> **WHAT YOU WILL DO**: From the items below, gather every line that contains the word "cluster", and copy each one.

> **SUPPLIED RECORDS**:

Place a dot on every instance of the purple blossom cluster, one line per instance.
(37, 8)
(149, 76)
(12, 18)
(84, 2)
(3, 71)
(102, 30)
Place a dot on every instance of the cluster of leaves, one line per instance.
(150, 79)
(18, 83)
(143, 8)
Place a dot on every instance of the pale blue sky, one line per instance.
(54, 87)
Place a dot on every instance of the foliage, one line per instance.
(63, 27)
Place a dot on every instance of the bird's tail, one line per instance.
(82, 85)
--
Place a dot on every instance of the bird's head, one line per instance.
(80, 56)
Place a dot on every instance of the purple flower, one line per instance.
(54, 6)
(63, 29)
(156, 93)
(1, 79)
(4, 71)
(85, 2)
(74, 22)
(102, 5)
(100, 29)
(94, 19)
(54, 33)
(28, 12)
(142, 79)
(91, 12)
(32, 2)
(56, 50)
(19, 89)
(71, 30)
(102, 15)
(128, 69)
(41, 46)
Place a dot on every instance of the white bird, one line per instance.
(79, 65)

> **ANSWER TO THE EXERCISE**:
Place a dot on every instance of the purple blossom cluster, one line per instance.
Place a dot on every instance of the cluster of leaves, one line per instance.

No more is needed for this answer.